Data items:

***

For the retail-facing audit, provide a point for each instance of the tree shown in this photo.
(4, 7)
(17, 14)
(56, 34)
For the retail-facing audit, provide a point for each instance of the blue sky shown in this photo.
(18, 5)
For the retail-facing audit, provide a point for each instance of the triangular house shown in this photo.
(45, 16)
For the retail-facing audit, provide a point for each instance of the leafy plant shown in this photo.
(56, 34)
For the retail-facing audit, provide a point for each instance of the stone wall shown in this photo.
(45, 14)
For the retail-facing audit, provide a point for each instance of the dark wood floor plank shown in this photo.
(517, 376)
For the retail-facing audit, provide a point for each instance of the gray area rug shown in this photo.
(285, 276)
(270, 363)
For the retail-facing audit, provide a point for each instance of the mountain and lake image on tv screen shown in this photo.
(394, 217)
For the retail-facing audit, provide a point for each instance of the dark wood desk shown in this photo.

***

→ **Exercise prompt**
Rewrite every row above, swapping "retail-facing audit" for "inventory review" and leaving everything else untouched.

→ **Response to this exercise**
For the inventory review, provide a point for each instance of the tree shown in this photo.
(4, 7)
(17, 14)
(56, 34)
For the inventory review, provide a point for each instance of the blue sky shown in this photo.
(18, 5)
For the inventory review, provide a point for each instance of the triangular house shown in this photo.
(45, 16)
For the inventory review, provide a point for each instance of the leafy plant shown in this photo.
(56, 34)
For the inventory review, provide a point for each instance of the stone wall shown in this photo.
(45, 14)
For the inventory review, provide a point for each instance of the dark wood floor plank shown in this photo.
(517, 376)
For the inventory review, provide a point for each instance of the gray area rug shown in this photo.
(285, 276)
(270, 363)
For the inventory review, provide a point for each instance of the mountain and lake image on tv screen shown in this photo.
(394, 217)
For the inventory review, provide a point for each instance of the dark wood desk shown in this photo.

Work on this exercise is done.